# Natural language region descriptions
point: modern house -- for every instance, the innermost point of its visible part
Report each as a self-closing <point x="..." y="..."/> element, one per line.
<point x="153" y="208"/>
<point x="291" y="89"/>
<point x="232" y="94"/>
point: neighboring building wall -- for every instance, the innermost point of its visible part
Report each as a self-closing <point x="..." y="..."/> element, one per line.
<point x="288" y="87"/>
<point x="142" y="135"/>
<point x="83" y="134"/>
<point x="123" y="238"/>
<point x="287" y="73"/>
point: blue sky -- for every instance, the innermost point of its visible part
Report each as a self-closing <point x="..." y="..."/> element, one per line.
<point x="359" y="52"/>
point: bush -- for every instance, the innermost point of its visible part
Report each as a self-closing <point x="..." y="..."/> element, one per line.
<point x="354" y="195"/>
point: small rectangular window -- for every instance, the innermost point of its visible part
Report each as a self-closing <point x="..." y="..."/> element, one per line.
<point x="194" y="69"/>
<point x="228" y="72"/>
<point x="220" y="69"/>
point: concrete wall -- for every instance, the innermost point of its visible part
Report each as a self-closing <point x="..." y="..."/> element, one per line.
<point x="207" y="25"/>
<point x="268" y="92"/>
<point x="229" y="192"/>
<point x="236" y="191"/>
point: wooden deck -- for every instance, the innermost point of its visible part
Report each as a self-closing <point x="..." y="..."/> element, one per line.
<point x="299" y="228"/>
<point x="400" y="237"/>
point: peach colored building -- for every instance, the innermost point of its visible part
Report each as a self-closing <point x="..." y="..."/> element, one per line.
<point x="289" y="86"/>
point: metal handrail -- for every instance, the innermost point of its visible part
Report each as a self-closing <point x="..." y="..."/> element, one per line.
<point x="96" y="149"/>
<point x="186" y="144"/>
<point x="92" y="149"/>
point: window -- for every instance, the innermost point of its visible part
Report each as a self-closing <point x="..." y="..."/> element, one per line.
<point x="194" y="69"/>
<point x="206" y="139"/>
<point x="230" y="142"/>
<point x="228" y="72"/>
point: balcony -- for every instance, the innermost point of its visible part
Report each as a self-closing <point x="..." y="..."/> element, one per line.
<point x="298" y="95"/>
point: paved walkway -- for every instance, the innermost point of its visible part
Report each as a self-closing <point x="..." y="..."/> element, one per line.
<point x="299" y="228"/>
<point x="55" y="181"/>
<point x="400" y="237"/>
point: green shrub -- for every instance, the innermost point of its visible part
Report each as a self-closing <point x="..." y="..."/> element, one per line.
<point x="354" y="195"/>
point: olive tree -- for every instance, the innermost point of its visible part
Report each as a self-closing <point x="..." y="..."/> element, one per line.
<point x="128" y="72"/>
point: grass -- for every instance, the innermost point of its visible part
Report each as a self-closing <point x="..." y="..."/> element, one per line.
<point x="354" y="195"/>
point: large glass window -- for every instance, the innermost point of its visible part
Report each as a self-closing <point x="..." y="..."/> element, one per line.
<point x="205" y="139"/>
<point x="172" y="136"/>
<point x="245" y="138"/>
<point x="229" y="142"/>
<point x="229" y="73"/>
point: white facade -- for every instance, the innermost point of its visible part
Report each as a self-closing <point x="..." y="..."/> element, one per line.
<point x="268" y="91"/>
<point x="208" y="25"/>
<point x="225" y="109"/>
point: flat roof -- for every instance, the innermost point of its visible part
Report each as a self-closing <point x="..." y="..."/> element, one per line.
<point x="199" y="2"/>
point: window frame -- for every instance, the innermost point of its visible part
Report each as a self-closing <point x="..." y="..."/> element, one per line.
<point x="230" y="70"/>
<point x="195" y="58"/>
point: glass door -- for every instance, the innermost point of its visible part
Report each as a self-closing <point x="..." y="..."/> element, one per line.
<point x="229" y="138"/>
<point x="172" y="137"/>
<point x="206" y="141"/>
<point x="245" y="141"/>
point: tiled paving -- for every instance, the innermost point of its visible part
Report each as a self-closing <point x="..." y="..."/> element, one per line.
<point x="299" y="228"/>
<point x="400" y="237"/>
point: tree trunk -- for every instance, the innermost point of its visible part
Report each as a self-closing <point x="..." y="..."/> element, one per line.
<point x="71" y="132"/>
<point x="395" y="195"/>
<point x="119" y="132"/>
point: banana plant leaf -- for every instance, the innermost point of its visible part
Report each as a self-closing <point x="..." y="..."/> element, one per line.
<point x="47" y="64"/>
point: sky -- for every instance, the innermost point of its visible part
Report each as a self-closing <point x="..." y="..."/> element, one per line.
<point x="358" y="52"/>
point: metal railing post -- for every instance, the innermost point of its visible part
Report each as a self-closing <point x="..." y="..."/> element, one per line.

# Problem details
Which lines run from the one holding "point: white facade" through the one holding "point: tiled paving" in the records above? Repeat them exactly, both included, and nothing more.

# Response for this exercise
point: white facade -- for every instance, the innermost point of its visible part
Report each as a self-closing <point x="..." y="..."/> element, one per line.
<point x="268" y="91"/>
<point x="208" y="25"/>
<point x="225" y="109"/>
point: flat roof -- for every instance, the innermost point of its visible part
Report each as a self-closing <point x="..." y="..."/> element, one per line.
<point x="199" y="2"/>
point: window frame -- for every instance, the innermost point of its visible part
Report each as a self-closing <point x="..." y="..."/> element, one per line.
<point x="230" y="70"/>
<point x="195" y="58"/>
point: glass door -- for every instance, the innermost point of its visible part
Report each as a self-closing <point x="..." y="..."/> element, one per line.
<point x="229" y="138"/>
<point x="172" y="137"/>
<point x="206" y="141"/>
<point x="245" y="141"/>
point: tiled paving -- for every instance, the innermost point of its visible part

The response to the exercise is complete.